--- Stated problem ---
Can you rewrite only the part of the listing starting with the line that contains "Spot every low" and going on through the line that contains "[235,267,252,325]", putting "small shrub" in place of "low bush" and changing nothing else?

— Start of Task data —

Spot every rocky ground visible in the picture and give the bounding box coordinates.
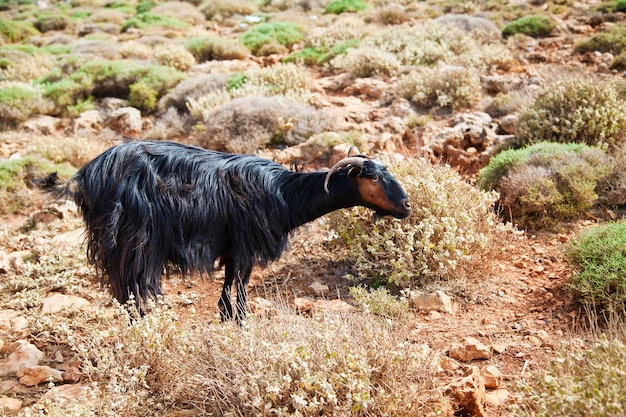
[0,3,622,416]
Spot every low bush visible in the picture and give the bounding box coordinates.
[502,16,556,38]
[329,159,512,287]
[513,338,626,417]
[41,60,185,112]
[395,66,482,109]
[199,0,256,22]
[0,155,76,215]
[0,19,39,43]
[153,43,196,71]
[239,22,304,56]
[122,12,189,32]
[565,220,626,312]
[515,77,626,148]
[477,142,613,229]
[185,36,250,62]
[196,96,334,154]
[324,0,367,14]
[574,24,626,55]
[0,82,54,129]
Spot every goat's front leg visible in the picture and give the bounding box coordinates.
[217,263,235,322]
[235,267,252,325]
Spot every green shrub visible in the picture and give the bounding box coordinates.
[153,43,196,71]
[34,13,70,32]
[515,77,626,147]
[324,0,367,14]
[199,0,255,22]
[41,61,184,112]
[122,12,189,32]
[0,19,39,43]
[574,24,626,55]
[0,82,53,128]
[239,22,304,56]
[0,156,76,214]
[329,159,511,287]
[513,338,626,417]
[477,142,613,228]
[185,36,250,62]
[502,16,556,38]
[565,220,626,312]
[395,66,482,109]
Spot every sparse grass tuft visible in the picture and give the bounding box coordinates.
[502,16,556,38]
[515,78,626,147]
[477,142,613,229]
[329,159,512,287]
[239,22,304,56]
[565,220,626,312]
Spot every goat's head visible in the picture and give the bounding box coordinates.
[324,155,411,219]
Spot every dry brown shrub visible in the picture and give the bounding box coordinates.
[196,96,334,154]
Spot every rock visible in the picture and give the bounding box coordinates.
[309,281,330,295]
[0,395,22,414]
[313,300,354,314]
[38,384,85,403]
[444,366,486,417]
[449,337,491,362]
[409,290,459,315]
[480,365,502,389]
[106,107,143,138]
[41,294,91,314]
[498,114,517,135]
[485,389,511,407]
[22,114,61,135]
[0,340,44,378]
[73,110,104,134]
[293,297,313,313]
[16,366,63,387]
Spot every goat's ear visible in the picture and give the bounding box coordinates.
[348,166,362,177]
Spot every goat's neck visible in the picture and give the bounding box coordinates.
[282,172,359,230]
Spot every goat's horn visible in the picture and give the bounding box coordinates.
[324,156,369,194]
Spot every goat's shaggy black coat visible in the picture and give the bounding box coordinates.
[58,141,410,319]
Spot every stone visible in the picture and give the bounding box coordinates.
[0,395,22,414]
[480,365,502,389]
[409,290,459,315]
[444,366,487,417]
[309,281,330,295]
[106,107,143,138]
[16,365,63,387]
[449,337,491,362]
[293,297,313,313]
[38,384,86,403]
[313,300,354,314]
[41,294,91,314]
[485,388,511,407]
[0,340,44,377]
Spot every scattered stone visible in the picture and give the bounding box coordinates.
[41,294,91,314]
[63,366,83,383]
[293,297,313,313]
[313,300,354,314]
[0,395,22,414]
[0,340,44,377]
[444,366,486,417]
[309,281,330,296]
[449,337,491,362]
[485,388,511,407]
[409,290,459,315]
[106,107,143,138]
[480,365,502,389]
[16,365,63,387]
[38,384,85,403]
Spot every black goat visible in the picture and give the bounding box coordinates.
[56,141,411,321]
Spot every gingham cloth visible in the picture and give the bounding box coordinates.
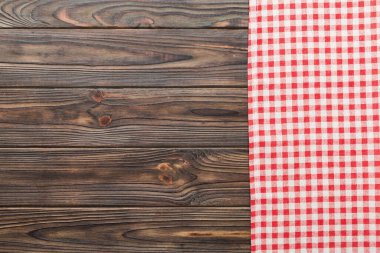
[248,0,380,253]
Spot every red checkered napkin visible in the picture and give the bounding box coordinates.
[248,0,380,253]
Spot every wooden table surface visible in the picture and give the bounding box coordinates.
[0,0,250,253]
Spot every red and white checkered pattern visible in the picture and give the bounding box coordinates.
[248,0,380,253]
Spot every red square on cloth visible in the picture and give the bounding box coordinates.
[248,0,380,253]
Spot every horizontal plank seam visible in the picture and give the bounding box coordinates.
[0,26,248,30]
[0,206,250,210]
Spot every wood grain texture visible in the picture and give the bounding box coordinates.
[0,88,248,147]
[0,148,249,206]
[0,207,250,253]
[0,0,248,28]
[0,29,247,88]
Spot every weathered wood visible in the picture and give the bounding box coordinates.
[0,148,249,206]
[0,207,250,253]
[0,29,247,88]
[0,88,247,147]
[0,0,248,28]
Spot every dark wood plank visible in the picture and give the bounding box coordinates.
[0,29,247,88]
[0,207,250,253]
[0,148,249,206]
[0,0,248,28]
[0,88,248,147]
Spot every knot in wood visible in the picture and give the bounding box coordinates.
[91,90,104,103]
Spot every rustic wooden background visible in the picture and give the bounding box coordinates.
[0,0,250,253]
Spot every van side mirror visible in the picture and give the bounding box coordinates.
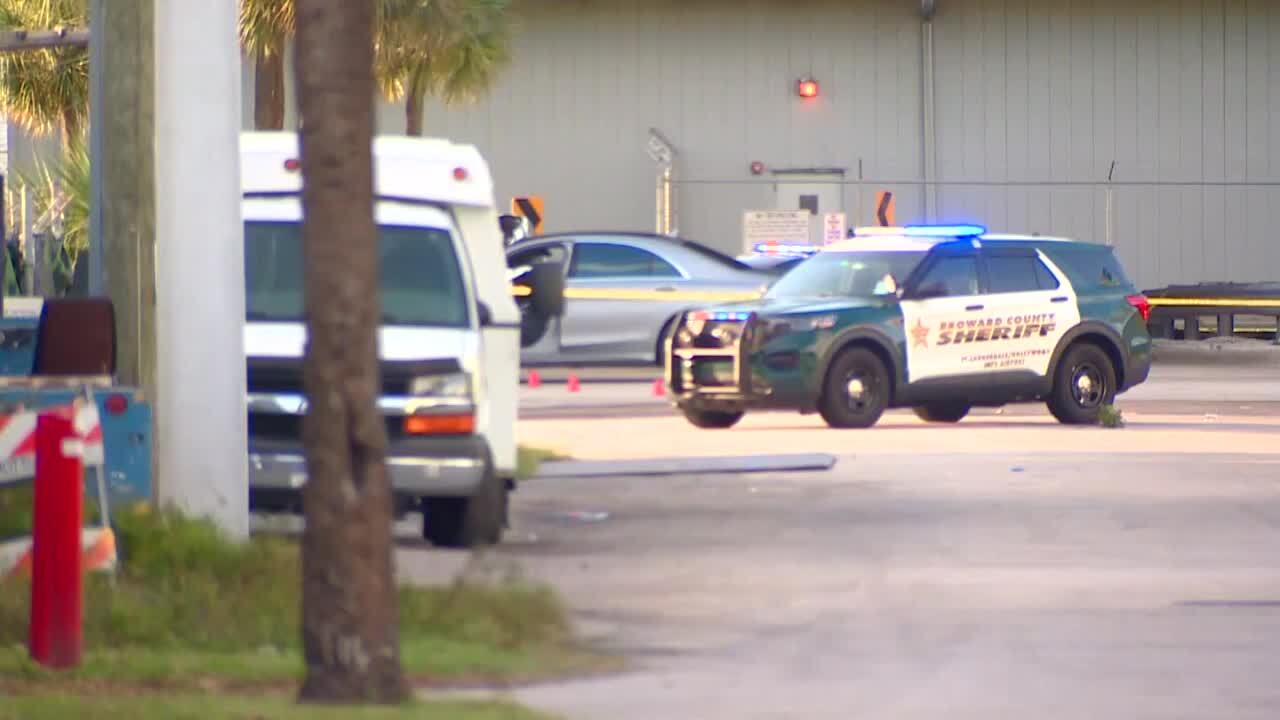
[525,257,564,318]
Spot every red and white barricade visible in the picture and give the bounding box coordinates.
[0,396,116,579]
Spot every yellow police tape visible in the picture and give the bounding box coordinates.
[511,284,763,302]
[511,284,1280,309]
[1147,297,1280,309]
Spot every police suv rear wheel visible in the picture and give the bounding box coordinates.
[913,402,969,423]
[680,406,746,430]
[1048,343,1116,425]
[818,347,888,428]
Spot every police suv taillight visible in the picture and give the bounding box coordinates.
[1125,295,1151,323]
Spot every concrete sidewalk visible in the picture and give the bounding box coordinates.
[520,337,1280,384]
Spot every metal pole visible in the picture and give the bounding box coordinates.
[920,15,938,223]
[662,165,672,234]
[1106,160,1116,247]
[18,183,35,295]
[88,0,106,297]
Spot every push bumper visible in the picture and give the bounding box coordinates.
[663,313,773,410]
[248,436,492,498]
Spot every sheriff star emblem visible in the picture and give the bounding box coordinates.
[911,318,929,347]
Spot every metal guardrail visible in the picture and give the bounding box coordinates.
[1146,283,1280,345]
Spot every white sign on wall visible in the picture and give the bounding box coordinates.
[822,213,849,245]
[742,210,812,252]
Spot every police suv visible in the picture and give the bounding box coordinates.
[664,225,1151,428]
[241,132,564,547]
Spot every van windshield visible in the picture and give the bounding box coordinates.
[244,220,470,328]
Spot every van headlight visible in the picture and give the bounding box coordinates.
[408,373,471,400]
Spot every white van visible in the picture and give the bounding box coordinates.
[241,132,563,547]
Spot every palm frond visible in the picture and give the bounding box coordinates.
[239,0,296,55]
[0,0,88,135]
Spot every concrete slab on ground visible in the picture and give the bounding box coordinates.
[538,454,836,479]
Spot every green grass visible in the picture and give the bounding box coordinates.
[0,696,552,720]
[516,446,568,480]
[1098,405,1124,428]
[0,499,614,694]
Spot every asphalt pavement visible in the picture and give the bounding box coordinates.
[398,356,1280,720]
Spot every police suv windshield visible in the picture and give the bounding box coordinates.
[765,250,925,299]
[244,220,470,328]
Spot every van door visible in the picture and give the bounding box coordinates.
[901,247,992,383]
[561,238,689,363]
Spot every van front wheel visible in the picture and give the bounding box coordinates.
[422,475,508,548]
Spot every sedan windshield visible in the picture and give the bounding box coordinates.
[244,222,470,328]
[765,251,924,299]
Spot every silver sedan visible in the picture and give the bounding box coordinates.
[507,232,776,365]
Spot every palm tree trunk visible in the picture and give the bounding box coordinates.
[404,87,426,136]
[297,0,408,703]
[253,42,284,129]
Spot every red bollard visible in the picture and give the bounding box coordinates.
[28,413,84,669]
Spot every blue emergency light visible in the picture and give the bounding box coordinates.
[902,225,987,237]
[689,310,751,323]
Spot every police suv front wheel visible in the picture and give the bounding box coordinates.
[818,347,890,428]
[680,405,746,430]
[422,475,509,548]
[1048,343,1116,425]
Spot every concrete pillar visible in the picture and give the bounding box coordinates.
[155,0,248,538]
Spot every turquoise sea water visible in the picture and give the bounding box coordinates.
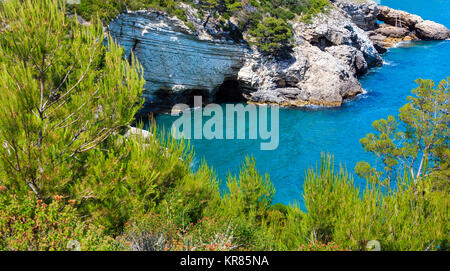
[157,0,450,208]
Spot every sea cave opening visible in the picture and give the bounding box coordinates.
[214,79,246,103]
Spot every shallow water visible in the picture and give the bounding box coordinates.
[157,0,450,206]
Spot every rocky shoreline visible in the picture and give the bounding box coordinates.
[109,0,450,113]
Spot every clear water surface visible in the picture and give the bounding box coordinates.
[157,0,450,206]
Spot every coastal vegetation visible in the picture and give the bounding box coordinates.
[0,0,450,250]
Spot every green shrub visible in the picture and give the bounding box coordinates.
[0,192,118,251]
[249,17,293,55]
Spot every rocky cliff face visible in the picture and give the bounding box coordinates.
[109,0,447,111]
[109,11,247,111]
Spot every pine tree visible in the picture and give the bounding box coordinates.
[0,0,144,200]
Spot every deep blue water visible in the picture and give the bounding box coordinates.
[157,0,450,208]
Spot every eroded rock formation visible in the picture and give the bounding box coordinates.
[109,0,450,111]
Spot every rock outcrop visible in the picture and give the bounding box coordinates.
[238,6,382,106]
[415,20,450,40]
[378,6,423,31]
[109,0,450,111]
[378,6,450,40]
[109,11,248,110]
[331,0,380,31]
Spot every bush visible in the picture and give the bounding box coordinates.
[249,17,293,55]
[0,192,118,251]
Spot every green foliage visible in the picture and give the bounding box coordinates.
[0,190,118,251]
[356,78,450,188]
[0,0,144,200]
[0,0,449,253]
[303,154,449,250]
[69,0,330,55]
[249,17,293,55]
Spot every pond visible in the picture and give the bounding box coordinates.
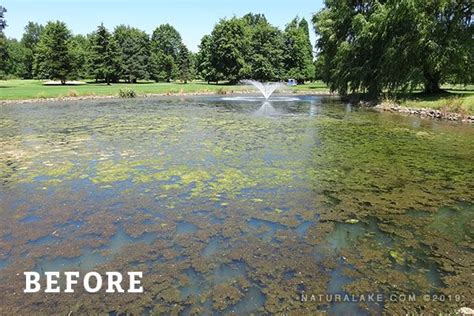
[0,96,474,315]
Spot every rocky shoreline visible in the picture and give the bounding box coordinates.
[374,103,474,123]
[0,90,335,106]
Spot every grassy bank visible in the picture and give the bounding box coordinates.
[0,80,474,115]
[395,85,474,115]
[0,80,328,100]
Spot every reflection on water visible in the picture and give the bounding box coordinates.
[0,96,474,315]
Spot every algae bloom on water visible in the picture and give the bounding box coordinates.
[0,95,474,315]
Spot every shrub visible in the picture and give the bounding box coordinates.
[441,97,468,114]
[67,90,79,98]
[216,88,227,94]
[119,88,137,98]
[36,92,48,99]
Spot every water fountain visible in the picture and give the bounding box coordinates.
[242,80,284,100]
[254,101,280,116]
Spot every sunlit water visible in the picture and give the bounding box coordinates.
[0,96,474,315]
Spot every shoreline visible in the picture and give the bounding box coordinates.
[0,90,474,124]
[0,90,337,106]
[373,103,474,124]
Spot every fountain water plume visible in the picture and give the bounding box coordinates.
[242,80,284,100]
[254,101,280,116]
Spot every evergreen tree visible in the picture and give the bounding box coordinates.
[0,6,8,78]
[196,35,220,83]
[21,22,44,79]
[69,35,91,79]
[91,24,120,85]
[5,39,26,78]
[0,6,7,32]
[114,25,150,83]
[178,44,192,83]
[35,21,73,84]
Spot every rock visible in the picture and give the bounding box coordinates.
[458,307,474,315]
[346,218,359,224]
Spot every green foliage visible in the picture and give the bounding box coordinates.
[21,22,44,79]
[119,88,137,99]
[5,39,27,78]
[196,35,222,83]
[243,14,284,81]
[178,45,192,83]
[0,32,9,79]
[114,25,150,83]
[313,0,474,98]
[0,6,7,32]
[284,18,315,83]
[90,24,121,84]
[210,17,249,83]
[35,21,73,84]
[150,24,184,82]
[196,13,315,83]
[69,35,90,79]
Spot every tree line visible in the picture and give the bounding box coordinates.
[313,0,474,98]
[0,14,315,84]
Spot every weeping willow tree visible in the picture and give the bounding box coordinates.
[313,0,474,98]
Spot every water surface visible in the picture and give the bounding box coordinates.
[0,96,474,315]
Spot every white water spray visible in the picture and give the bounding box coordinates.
[242,80,284,100]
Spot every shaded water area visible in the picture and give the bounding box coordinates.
[0,96,474,315]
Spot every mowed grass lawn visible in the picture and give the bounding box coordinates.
[0,80,328,100]
[398,85,474,115]
[0,80,474,115]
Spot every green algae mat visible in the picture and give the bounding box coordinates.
[0,96,474,315]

— End of Task data —

--- Output for this exercise ---
Spot every small shrub visible in the picture and give the bounding box coordinates.
[502,16,556,38]
[329,159,512,287]
[513,338,626,417]
[41,60,185,112]
[395,66,482,109]
[199,0,256,22]
[0,155,76,215]
[0,19,39,43]
[153,43,196,71]
[239,22,304,56]
[122,12,189,32]
[565,220,626,312]
[515,77,626,148]
[477,142,613,229]
[185,36,250,62]
[196,96,334,154]
[324,0,367,14]
[574,24,626,55]
[0,82,54,129]
Spot every goat's front leg visible in the picture and give the bounding box coordinates.
[217,263,235,322]
[235,267,252,325]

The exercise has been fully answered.